Stored data entries

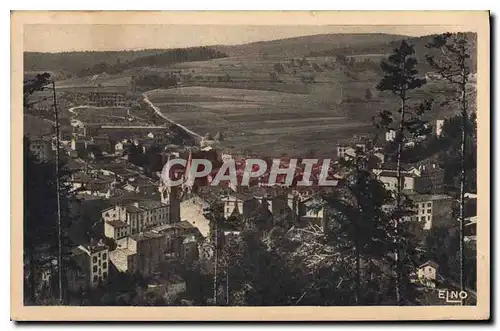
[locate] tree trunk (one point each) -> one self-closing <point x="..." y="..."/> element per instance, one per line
<point x="400" y="180"/>
<point x="58" y="189"/>
<point x="463" y="171"/>
<point x="358" y="275"/>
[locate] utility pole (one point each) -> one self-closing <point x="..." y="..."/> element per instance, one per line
<point x="215" y="264"/>
<point x="58" y="189"/>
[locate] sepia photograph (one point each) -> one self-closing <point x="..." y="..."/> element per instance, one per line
<point x="284" y="165"/>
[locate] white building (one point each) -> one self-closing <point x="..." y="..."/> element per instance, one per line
<point x="116" y="229"/>
<point x="390" y="135"/>
<point x="135" y="217"/>
<point x="42" y="148"/>
<point x="439" y="127"/>
<point x="427" y="272"/>
<point x="98" y="263"/>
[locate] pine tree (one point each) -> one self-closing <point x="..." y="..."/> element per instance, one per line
<point x="362" y="225"/>
<point x="452" y="63"/>
<point x="400" y="78"/>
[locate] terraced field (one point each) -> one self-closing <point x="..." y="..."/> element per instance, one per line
<point x="265" y="122"/>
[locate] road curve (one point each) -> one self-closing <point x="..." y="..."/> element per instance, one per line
<point x="159" y="113"/>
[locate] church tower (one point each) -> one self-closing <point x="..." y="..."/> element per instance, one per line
<point x="171" y="195"/>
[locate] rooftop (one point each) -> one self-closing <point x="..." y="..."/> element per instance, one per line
<point x="117" y="224"/>
<point x="150" y="204"/>
<point x="143" y="236"/>
<point x="428" y="197"/>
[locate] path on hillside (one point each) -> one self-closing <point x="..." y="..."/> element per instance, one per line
<point x="159" y="113"/>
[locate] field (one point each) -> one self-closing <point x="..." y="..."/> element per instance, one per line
<point x="273" y="102"/>
<point x="264" y="122"/>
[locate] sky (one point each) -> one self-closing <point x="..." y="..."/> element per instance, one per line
<point x="100" y="37"/>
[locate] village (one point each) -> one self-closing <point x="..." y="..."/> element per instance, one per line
<point x="160" y="232"/>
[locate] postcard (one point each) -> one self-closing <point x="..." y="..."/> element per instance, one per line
<point x="250" y="166"/>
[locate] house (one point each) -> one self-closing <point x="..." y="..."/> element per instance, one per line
<point x="91" y="266"/>
<point x="134" y="217"/>
<point x="239" y="204"/>
<point x="432" y="210"/>
<point x="427" y="273"/>
<point x="341" y="149"/>
<point x="192" y="211"/>
<point x="107" y="97"/>
<point x="93" y="183"/>
<point x="431" y="180"/>
<point x="311" y="211"/>
<point x="104" y="143"/>
<point x="439" y="127"/>
<point x="425" y="178"/>
<point x="181" y="240"/>
<point x="390" y="135"/>
<point x="390" y="180"/>
<point x="116" y="229"/>
<point x="42" y="148"/>
<point x="141" y="252"/>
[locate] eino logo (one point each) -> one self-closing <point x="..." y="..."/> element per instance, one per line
<point x="452" y="296"/>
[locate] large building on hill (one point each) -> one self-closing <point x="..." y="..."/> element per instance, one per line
<point x="425" y="178"/>
<point x="42" y="147"/>
<point x="141" y="252"/>
<point x="90" y="267"/>
<point x="130" y="218"/>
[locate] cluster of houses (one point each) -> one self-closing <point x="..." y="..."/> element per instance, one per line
<point x="151" y="223"/>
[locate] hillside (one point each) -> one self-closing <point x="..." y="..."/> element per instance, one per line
<point x="91" y="63"/>
<point x="387" y="47"/>
<point x="301" y="46"/>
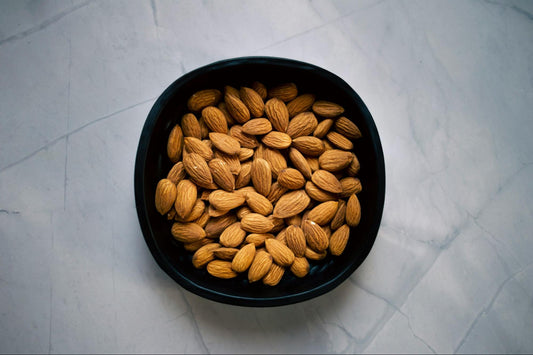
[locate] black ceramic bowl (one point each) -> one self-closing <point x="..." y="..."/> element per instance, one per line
<point x="152" y="165"/>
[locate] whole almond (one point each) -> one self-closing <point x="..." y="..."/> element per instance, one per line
<point x="277" y="140"/>
<point x="295" y="238"/>
<point x="259" y="203"/>
<point x="260" y="266"/>
<point x="291" y="179"/>
<point x="300" y="163"/>
<point x="326" y="181"/>
<point x="237" y="108"/>
<point x="253" y="101"/>
<point x="165" y="195"/>
<point x="285" y="92"/>
<point x="339" y="141"/>
<point x="204" y="255"/>
<point x="256" y="223"/>
<point x="215" y="119"/>
<point x="291" y="204"/>
<point x="335" y="160"/>
<point x="261" y="176"/>
<point x="315" y="236"/>
<point x="175" y="144"/>
<point x="277" y="113"/>
<point x="187" y="232"/>
<point x="221" y="269"/>
<point x="347" y="128"/>
<point x="203" y="98"/>
<point x="353" y="211"/>
<point x="185" y="198"/>
<point x="222" y="174"/>
<point x="327" y="109"/>
<point x="243" y="259"/>
<point x="339" y="239"/>
<point x="198" y="171"/>
<point x="302" y="124"/>
<point x="308" y="145"/>
<point x="300" y="104"/>
<point x="300" y="267"/>
<point x="323" y="213"/>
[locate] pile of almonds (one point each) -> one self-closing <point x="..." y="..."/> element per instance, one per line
<point x="263" y="181"/>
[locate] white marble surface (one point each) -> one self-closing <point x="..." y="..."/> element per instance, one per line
<point x="450" y="86"/>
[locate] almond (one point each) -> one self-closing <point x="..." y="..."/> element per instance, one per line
<point x="253" y="101"/>
<point x="277" y="140"/>
<point x="259" y="203"/>
<point x="335" y="160"/>
<point x="165" y="195"/>
<point x="309" y="145"/>
<point x="203" y="98"/>
<point x="187" y="232"/>
<point x="302" y="124"/>
<point x="221" y="269"/>
<point x="225" y="143"/>
<point x="260" y="266"/>
<point x="315" y="236"/>
<point x="300" y="267"/>
<point x="327" y="109"/>
<point x="185" y="198"/>
<point x="261" y="176"/>
<point x="326" y="181"/>
<point x="291" y="179"/>
<point x="277" y="113"/>
<point x="204" y="255"/>
<point x="222" y="174"/>
<point x="339" y="239"/>
<point x="175" y="144"/>
<point x="323" y="213"/>
<point x="237" y="108"/>
<point x="347" y="128"/>
<point x="291" y="204"/>
<point x="256" y="223"/>
<point x="353" y="211"/>
<point x="285" y="92"/>
<point x="243" y="259"/>
<point x="198" y="171"/>
<point x="300" y="104"/>
<point x="295" y="238"/>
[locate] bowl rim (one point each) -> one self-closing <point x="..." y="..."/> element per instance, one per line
<point x="141" y="202"/>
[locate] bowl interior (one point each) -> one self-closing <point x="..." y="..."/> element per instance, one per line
<point x="152" y="165"/>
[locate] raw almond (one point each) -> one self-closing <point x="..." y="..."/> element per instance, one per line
<point x="257" y="126"/>
<point x="175" y="144"/>
<point x="326" y="181"/>
<point x="243" y="259"/>
<point x="327" y="109"/>
<point x="315" y="236"/>
<point x="353" y="211"/>
<point x="291" y="204"/>
<point x="300" y="104"/>
<point x="339" y="239"/>
<point x="165" y="195"/>
<point x="295" y="238"/>
<point x="221" y="269"/>
<point x="291" y="179"/>
<point x="308" y="145"/>
<point x="203" y="98"/>
<point x="253" y="101"/>
<point x="277" y="113"/>
<point x="302" y="124"/>
<point x="256" y="223"/>
<point x="187" y="232"/>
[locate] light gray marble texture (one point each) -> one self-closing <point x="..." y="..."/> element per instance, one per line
<point x="450" y="87"/>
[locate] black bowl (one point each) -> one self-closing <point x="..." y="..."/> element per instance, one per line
<point x="152" y="165"/>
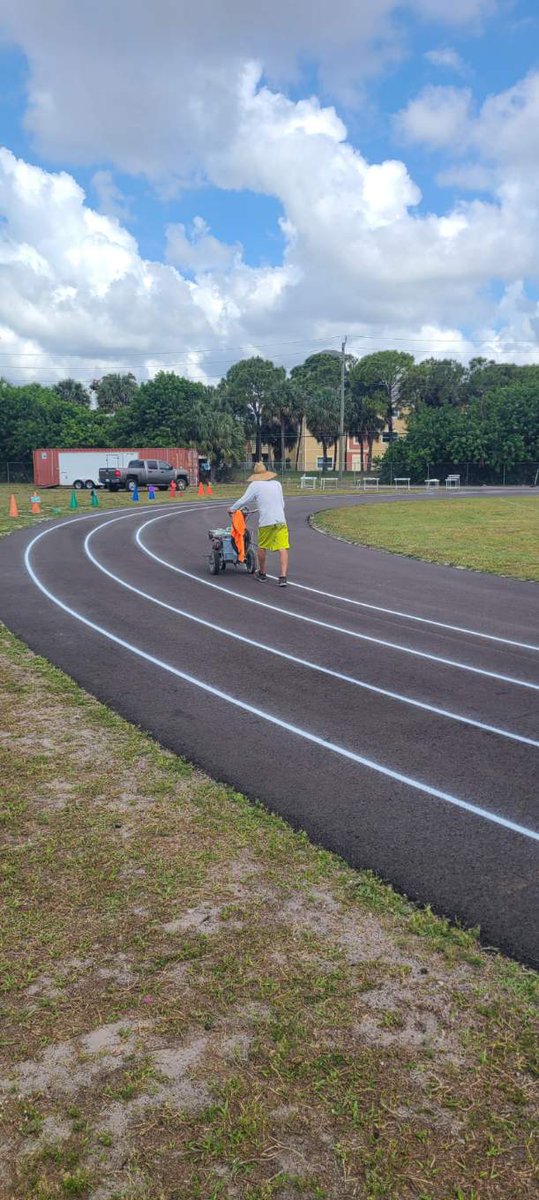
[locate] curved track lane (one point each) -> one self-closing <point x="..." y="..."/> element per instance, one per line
<point x="388" y="707"/>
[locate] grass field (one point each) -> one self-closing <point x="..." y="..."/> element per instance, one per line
<point x="55" y="502"/>
<point x="196" y="1003"/>
<point x="498" y="534"/>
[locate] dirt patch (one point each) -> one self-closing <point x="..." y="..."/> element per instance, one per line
<point x="196" y="1002"/>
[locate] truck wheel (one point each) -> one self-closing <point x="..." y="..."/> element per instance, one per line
<point x="215" y="562"/>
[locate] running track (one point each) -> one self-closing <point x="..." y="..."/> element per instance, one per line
<point x="385" y="706"/>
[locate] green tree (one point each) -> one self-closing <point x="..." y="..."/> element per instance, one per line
<point x="323" y="418"/>
<point x="33" y="417"/>
<point x="114" y="391"/>
<point x="385" y="373"/>
<point x="318" y="375"/>
<point x="73" y="391"/>
<point x="435" y="383"/>
<point x="221" y="435"/>
<point x="253" y="389"/>
<point x="166" y="411"/>
<point x="366" y="419"/>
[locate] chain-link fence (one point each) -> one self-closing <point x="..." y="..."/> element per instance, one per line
<point x="468" y="474"/>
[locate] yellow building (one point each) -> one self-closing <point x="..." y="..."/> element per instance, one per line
<point x="307" y="457"/>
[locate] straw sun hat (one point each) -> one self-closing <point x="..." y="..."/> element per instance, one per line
<point x="261" y="473"/>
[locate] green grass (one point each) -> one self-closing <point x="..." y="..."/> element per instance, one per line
<point x="495" y="534"/>
<point x="55" y="502"/>
<point x="343" y="1042"/>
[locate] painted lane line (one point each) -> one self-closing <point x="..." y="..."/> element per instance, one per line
<point x="324" y="624"/>
<point x="408" y="616"/>
<point x="244" y="706"/>
<point x="304" y="663"/>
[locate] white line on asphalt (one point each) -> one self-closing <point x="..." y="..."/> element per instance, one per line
<point x="324" y="624"/>
<point x="293" y="658"/>
<point x="408" y="616"/>
<point x="359" y="760"/>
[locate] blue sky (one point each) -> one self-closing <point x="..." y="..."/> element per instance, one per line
<point x="379" y="183"/>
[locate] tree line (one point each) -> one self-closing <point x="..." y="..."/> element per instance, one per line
<point x="484" y="413"/>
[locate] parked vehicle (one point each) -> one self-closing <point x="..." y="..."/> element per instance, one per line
<point x="81" y="468"/>
<point x="142" y="472"/>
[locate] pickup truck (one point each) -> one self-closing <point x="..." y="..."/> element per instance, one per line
<point x="141" y="472"/>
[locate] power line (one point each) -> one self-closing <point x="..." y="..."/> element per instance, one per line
<point x="195" y="349"/>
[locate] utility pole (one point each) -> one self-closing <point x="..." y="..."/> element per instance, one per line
<point x="341" y="429"/>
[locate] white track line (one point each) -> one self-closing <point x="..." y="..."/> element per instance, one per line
<point x="408" y="616"/>
<point x="293" y="658"/>
<point x="359" y="760"/>
<point x="324" y="624"/>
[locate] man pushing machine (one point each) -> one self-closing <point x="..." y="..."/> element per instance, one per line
<point x="264" y="492"/>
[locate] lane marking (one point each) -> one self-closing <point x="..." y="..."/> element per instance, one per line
<point x="408" y="616"/>
<point x="295" y="659"/>
<point x="305" y="735"/>
<point x="324" y="624"/>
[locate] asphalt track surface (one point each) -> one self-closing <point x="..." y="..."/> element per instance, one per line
<point x="387" y="706"/>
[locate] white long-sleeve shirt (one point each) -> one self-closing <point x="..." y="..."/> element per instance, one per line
<point x="264" y="495"/>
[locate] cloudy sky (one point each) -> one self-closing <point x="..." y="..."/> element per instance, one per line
<point x="184" y="184"/>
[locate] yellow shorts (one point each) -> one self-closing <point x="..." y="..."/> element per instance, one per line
<point x="274" y="537"/>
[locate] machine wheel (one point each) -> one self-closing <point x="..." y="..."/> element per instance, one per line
<point x="215" y="562"/>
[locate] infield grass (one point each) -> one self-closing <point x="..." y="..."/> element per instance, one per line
<point x="197" y="1003"/>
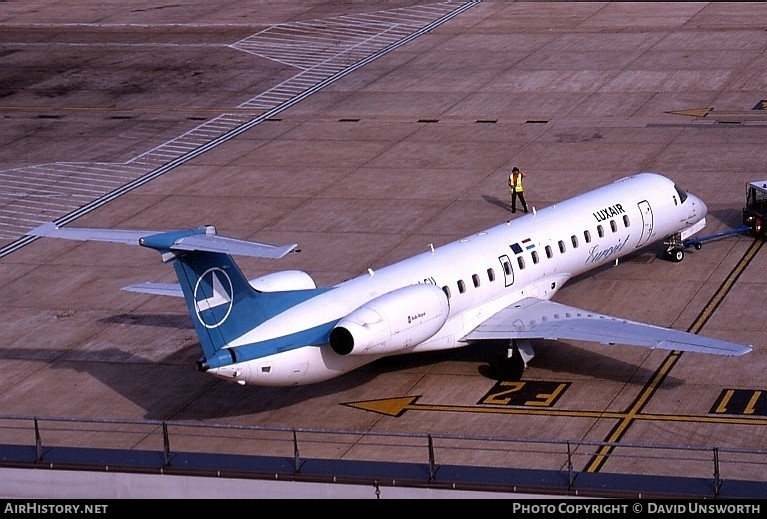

Task to complete ->
Please give an exact copy of the lines from the line containing "[locate] infield grass" through the end of the records above, pictures excluded.

Solution to this problem ->
[locate] infield grass (one point each) -> one self-closing <point x="..." y="..."/> element per instance, one per line
<point x="197" y="1003"/>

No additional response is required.